- **DIRECTION A**: Please turn the rows from the line with "Note: indicate the black shirt" up to and including the line with "<point>307,113</point>" into a Markdown table with the columns Number and Content, numbering each line and leaving out blank lines.
- **DIRECTION B**: Carry on the essay about the supposed death of the historical novel from the point where it stops.

[START OF PASSAGE]

The "Death" of the Historical



There’s been a lot of buzz lately about the demise of the historical novel.  In fact, I’ve been hearing about it on a weekly basis. 

Three weeks ago, friends back from the London Book Fair informed me that the scuttlebutt there was that the historical novel was dead.  Last week, AAR posted “Where have all the Historical Romances gone?”  And just this week, Dear Author opined that the historical romance should be put out of its misery.

What’s going on?

I have a bunch of theories, none of them terribly coherent.  (I’m in the midst of revisions just now, so my brain is a sub-species of mush.)  But here they are, such as they are:

The market tends to glut.  Remember the rise and fall of chick lit?  A particular sort of book tends to sell very well, spawns a sea of sequels, readers eventually get bored, and the trend dies.  On the historical fiction side, we’ve seen this with the Other Other Other Boleyn Girl’s fourteenth cousin twice removed; on the historical romance side, with Regency rakes who really don’t want to get married until they meet that feisty miss who happens to be running a matchmaking agency/bake shoppe/ early suffragette bureau on the side.

But that doesn’t mean that there isn’t an appetite for the historical. Certainly, the popularity of Downton Abbeyshould be enough to show that people still hunger after stories set in the past.  Just as chick lit changed and developed, moving into women’s fiction, contemporary romance, and YA, the historical is seeking out new frontiers as well.  There are plenty of historical offshoots out there: time slip novels (like Susanna Kearsley's much anticipated Firebird), fictionalized biography (The Aviator’s Wife, Z), and historical paranormal (think Deborah Harkness or Bee Ridgway).  Certain types of historical novels and historical romances may rise and wane in popularity, but that doesn't mean the historical as a whole is dead.

[END OF PASSAGE]
[START OF RECORD EXTRACTS]

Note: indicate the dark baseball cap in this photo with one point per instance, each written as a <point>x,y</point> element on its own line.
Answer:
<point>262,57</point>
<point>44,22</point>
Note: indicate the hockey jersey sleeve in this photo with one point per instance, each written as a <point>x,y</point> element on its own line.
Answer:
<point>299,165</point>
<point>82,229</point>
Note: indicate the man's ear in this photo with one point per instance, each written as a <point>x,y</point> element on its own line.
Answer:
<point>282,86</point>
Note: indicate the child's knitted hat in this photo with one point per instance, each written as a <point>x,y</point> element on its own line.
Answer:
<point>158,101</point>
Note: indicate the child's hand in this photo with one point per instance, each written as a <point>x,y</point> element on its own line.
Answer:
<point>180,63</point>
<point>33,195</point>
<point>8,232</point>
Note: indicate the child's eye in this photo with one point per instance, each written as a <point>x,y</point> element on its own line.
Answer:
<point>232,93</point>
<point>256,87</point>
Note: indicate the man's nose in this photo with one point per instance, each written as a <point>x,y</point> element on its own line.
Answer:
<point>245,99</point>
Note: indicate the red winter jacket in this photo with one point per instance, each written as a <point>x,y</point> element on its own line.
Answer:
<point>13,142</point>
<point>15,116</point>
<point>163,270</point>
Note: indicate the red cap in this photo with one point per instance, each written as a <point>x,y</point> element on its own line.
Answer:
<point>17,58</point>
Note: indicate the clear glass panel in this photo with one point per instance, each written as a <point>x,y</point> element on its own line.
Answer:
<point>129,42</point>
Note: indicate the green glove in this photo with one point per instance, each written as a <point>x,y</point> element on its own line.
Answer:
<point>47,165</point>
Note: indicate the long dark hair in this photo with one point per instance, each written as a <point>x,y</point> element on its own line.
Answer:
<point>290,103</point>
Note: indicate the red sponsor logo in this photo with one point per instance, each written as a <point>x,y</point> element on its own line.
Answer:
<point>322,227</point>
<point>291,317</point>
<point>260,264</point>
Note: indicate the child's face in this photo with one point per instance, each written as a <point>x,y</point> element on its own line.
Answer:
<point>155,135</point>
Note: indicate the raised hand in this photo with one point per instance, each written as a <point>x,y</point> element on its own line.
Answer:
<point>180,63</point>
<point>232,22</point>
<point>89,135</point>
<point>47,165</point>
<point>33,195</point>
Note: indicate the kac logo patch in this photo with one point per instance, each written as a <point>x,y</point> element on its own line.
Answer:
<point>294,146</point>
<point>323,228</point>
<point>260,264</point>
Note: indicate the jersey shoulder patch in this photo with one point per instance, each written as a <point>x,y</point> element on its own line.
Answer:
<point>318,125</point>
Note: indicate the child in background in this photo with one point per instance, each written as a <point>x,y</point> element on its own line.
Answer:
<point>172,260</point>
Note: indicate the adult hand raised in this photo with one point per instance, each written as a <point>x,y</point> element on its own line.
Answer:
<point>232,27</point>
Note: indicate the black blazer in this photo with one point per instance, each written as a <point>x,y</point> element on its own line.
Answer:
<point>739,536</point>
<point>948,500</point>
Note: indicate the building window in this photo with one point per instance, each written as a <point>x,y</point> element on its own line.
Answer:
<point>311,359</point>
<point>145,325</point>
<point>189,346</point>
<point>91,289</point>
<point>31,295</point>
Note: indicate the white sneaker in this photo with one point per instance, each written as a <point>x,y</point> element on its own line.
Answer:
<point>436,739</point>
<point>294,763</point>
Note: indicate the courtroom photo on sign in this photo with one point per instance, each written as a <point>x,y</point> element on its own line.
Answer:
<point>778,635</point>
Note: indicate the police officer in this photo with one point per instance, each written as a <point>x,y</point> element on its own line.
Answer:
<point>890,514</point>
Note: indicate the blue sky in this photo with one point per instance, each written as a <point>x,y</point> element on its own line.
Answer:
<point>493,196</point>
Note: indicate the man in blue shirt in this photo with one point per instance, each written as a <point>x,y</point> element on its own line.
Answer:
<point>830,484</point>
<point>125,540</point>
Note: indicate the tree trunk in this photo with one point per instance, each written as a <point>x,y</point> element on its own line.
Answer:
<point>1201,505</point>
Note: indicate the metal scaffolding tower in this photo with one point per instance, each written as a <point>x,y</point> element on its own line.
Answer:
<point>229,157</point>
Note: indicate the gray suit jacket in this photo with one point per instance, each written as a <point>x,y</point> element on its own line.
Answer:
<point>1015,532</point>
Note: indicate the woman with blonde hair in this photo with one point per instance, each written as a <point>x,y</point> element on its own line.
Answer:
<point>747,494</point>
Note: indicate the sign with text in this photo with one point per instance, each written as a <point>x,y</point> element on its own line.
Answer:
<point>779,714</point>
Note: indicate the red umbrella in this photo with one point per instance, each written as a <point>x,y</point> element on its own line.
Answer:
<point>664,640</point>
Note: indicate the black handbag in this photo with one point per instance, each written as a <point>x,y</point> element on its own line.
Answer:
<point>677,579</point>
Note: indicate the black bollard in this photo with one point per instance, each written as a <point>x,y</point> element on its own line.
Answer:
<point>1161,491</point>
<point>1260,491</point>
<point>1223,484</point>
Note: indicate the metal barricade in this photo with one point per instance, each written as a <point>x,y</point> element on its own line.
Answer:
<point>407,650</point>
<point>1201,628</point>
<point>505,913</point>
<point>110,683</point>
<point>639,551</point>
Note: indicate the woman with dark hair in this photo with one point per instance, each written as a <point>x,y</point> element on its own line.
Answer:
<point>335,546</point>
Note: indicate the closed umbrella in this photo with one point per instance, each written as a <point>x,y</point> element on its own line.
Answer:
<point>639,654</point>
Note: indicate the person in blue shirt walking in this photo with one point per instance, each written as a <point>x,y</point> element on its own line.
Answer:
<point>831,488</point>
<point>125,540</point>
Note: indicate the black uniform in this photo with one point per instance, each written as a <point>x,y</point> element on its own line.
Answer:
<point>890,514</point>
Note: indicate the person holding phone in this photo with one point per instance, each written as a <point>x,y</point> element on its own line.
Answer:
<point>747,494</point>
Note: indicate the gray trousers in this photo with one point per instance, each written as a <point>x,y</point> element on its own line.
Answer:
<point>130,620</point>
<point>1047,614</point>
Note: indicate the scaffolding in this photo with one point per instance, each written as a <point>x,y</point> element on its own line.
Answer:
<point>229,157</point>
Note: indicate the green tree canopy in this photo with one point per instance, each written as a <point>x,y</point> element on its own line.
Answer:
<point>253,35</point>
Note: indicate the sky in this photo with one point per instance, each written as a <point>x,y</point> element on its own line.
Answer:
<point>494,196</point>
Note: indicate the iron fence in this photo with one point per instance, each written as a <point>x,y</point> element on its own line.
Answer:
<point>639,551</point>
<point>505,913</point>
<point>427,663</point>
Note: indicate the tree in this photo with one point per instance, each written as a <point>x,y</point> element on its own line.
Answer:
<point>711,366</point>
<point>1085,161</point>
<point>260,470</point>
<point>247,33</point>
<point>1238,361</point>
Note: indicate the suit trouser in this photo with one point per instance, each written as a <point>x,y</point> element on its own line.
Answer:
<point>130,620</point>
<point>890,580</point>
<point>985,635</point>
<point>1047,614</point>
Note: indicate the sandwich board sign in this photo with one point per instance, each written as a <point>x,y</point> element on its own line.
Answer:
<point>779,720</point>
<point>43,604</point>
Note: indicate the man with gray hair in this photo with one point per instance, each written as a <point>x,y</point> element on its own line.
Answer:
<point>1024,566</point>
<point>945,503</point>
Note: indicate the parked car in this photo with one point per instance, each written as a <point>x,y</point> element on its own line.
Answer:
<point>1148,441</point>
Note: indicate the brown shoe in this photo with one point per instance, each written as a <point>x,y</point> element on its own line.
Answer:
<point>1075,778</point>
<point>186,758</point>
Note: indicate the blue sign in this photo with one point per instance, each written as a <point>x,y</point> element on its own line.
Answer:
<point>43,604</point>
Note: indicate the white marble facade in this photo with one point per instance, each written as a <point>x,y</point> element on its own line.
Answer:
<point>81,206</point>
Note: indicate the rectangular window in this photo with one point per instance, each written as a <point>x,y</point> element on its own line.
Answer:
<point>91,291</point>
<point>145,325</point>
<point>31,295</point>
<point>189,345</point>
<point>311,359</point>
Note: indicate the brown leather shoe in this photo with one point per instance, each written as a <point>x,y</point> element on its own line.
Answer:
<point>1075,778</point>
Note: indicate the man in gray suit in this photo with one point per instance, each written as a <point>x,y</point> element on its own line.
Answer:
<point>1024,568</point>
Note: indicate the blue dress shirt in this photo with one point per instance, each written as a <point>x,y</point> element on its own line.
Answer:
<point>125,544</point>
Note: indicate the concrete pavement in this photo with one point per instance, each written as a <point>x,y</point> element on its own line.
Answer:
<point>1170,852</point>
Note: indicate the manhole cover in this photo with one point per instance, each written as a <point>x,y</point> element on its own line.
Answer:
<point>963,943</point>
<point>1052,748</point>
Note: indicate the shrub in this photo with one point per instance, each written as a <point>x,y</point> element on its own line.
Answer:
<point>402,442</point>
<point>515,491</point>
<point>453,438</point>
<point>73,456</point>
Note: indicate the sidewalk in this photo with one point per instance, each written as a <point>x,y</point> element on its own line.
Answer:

[END OF RECORD EXTRACTS]
[START OF RECORD EXTRACTS]

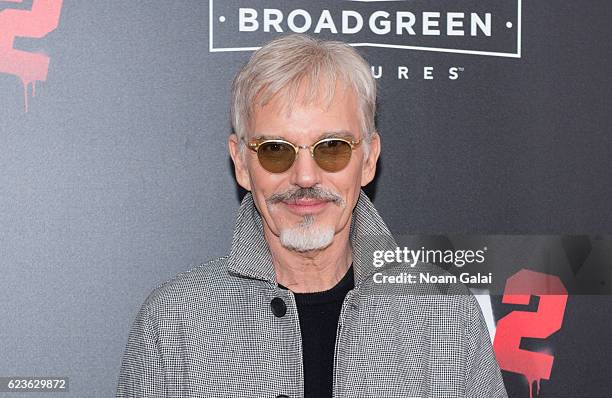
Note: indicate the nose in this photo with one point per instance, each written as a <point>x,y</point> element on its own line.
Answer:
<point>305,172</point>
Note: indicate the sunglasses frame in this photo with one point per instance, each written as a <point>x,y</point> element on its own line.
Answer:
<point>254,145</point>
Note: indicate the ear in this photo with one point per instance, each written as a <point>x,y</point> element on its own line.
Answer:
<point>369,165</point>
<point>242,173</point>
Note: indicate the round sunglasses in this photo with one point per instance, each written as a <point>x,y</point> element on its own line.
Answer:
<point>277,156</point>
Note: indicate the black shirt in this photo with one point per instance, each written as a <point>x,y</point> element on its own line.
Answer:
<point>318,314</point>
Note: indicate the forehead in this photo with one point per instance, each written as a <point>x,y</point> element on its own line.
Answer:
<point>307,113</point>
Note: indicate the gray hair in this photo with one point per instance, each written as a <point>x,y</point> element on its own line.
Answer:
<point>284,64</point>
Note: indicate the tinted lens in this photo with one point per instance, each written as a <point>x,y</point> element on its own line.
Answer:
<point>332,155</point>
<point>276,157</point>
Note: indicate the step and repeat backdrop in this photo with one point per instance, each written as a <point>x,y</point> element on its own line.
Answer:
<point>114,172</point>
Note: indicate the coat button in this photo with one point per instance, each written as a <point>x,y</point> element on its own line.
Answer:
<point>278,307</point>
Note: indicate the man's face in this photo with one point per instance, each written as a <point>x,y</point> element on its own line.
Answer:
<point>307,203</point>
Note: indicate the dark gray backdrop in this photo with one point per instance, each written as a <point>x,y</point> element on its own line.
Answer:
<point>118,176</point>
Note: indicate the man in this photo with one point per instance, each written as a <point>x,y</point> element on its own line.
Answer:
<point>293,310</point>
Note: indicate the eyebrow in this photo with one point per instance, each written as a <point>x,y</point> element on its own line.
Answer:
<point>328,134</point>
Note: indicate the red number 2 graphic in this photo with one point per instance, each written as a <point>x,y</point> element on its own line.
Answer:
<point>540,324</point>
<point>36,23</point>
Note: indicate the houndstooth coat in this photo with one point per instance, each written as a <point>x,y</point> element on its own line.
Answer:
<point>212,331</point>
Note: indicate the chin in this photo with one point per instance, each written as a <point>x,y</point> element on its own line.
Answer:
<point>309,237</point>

[END OF RECORD EXTRACTS]
[START OF RECORD EXTRACTS]

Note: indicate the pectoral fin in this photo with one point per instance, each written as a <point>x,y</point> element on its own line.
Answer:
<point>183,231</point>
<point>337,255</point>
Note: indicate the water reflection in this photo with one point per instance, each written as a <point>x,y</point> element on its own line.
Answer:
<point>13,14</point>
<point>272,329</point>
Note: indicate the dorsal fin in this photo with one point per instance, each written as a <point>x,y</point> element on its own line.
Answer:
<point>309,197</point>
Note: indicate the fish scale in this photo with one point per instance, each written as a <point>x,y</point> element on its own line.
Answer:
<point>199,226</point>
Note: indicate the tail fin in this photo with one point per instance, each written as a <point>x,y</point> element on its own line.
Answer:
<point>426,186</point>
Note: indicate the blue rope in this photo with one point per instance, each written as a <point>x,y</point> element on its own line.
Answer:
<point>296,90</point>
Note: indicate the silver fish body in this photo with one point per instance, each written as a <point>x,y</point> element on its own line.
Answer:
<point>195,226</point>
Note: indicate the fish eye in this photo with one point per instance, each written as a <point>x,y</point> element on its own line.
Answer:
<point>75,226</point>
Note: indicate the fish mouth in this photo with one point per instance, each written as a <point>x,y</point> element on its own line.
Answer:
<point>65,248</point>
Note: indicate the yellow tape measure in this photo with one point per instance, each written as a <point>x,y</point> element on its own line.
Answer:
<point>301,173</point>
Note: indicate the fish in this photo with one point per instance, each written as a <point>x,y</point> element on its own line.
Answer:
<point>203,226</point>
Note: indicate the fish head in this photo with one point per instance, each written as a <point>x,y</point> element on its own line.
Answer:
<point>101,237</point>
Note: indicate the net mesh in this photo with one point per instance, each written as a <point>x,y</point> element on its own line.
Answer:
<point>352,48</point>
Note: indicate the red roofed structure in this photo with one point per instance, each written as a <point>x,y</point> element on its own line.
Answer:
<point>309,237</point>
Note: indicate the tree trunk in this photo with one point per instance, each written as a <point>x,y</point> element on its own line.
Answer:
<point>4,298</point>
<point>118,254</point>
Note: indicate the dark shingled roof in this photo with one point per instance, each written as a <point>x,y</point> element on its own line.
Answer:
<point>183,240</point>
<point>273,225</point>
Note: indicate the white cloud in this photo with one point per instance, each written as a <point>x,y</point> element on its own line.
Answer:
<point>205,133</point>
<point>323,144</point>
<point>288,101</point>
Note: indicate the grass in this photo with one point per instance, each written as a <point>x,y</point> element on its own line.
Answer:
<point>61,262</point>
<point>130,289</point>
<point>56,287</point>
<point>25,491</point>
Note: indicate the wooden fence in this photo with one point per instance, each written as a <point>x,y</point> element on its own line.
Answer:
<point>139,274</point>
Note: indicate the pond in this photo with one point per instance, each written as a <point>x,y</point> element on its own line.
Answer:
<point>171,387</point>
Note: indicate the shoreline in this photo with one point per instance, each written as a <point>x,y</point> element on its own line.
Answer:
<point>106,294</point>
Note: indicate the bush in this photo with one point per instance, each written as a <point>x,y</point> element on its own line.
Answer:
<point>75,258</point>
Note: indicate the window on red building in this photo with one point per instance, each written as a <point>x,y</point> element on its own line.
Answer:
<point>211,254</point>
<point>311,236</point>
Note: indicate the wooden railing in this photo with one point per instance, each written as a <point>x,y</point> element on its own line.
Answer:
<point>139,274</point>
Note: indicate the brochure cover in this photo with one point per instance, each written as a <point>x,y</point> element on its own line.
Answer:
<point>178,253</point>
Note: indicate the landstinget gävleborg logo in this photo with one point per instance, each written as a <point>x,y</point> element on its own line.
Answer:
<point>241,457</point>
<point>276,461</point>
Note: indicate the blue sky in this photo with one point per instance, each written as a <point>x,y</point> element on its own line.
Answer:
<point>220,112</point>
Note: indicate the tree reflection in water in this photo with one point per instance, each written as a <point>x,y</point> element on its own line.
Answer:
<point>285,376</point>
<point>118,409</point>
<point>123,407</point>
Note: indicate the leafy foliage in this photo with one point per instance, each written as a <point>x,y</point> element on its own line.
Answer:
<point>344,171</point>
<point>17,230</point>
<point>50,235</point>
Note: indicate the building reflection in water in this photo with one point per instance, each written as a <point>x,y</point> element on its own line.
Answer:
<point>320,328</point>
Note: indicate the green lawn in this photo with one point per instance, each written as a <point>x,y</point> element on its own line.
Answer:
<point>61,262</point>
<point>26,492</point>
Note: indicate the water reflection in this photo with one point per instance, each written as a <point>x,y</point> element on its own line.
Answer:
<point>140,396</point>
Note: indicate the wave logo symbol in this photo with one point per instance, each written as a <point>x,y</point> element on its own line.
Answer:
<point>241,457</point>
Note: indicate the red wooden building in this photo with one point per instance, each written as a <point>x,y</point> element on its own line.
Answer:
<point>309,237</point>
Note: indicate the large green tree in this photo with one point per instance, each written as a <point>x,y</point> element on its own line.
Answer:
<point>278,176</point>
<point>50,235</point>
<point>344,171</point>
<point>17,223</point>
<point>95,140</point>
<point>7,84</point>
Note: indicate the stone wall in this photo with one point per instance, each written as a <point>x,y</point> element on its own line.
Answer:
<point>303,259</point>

[END OF RECORD EXTRACTS]

- **WRITTEN ANSWER A**:
| Number | Content |
|---|---|
| 1 | Note: indicate the black shirt in this photo with one point per instance, each written as a <point>x,y</point> element on its own line. |
| 2 | Answer: |
| 3 | <point>318,314</point> |
| 4 | Note: indicate the forehead in this photo with one point per instance, each written as a <point>x,y</point> element on its own line. |
| 5 | Answer: |
| 6 | <point>307,113</point> |

- **WRITTEN ANSWER B**:
I also wonder if we’re missing the forest for the trends.  In our internet age, we create odd echo chambers for ourselves; trends come and go at the speed of lightning and small shifts get blown out of all proportion.  Are the books we’re buzzing about on the internet really the books people are taking out of the library, or reading and re-reading?  For those of us wrapped up in the industry, it’s easy to only pay attention to the trajectory of new books (and often only in their first few weeks of publication), which might provide a misleading picture of what people are actually reading on the ground.

Which leads me to my next point.  The number of available books has multiplied.  It’s not just new fiction coming out in greater quantity than ever before.  Suddenly, we have access to authors’ backlists in a way that would have been unimaginable ten years ago.  I know people who have gone from The Other Boleyn Girl to discovering Jean Plaidy, Anya Seton, Kathleen Winsor, M.M. Kaye, and other classic writers of historical fiction for the first time, while, on the historical romance side, I’ve heard a great deal about a return to the classic historical romances of the 80s and 90s, both in e-book form and, in many cases, in mass market print re-issue with snazzy new covers and blurbs from more recent popular authors.  These books aren’t new, they don’t get buzz, and they aren’t hitting lists, but that doesn’t make them any less meaningful to readers or lessen their appeal.  What we’re seeing may not be so much a dissolution as a diffusion.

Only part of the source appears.